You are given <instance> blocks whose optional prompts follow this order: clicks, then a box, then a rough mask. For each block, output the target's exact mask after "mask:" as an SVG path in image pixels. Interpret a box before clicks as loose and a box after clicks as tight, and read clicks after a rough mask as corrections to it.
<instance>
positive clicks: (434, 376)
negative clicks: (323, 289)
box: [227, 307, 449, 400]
____________
:: Goal of the exercise ::
What is needed is a word-for-word copy of all the entries.

:: Exercise answer ::
You are given <instance> blocks whose optional prompts follow this order: clicks, then a box, then a rough mask. For each block, output the target's exact mask after "mask:" as an SVG path in image pixels. Interpret a box before clicks as loose and a box after clicks as tight, and read clicks after a rough mask as corrections to it.
<instance>
positive clicks: (434, 376)
negative clicks: (323, 289)
box: [227, 307, 449, 400]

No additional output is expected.